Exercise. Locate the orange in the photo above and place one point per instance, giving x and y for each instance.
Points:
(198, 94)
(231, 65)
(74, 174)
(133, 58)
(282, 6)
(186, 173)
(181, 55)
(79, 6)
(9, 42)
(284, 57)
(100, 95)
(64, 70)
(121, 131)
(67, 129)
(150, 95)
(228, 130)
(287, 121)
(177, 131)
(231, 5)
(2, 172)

.....

__Work to do__: Rewrite the material above with "instance" changed to "occurrence" at each occurrence. Keep everything else unchanged.

__Output__:
Exercise. Locate the orange in the photo above and place one point per occurrence, giving x and y for each occurrence.
Points:
(198, 94)
(231, 65)
(74, 174)
(133, 58)
(282, 6)
(186, 173)
(181, 55)
(79, 6)
(9, 42)
(284, 57)
(100, 95)
(64, 70)
(121, 131)
(67, 129)
(150, 95)
(228, 130)
(287, 121)
(177, 131)
(231, 5)
(2, 172)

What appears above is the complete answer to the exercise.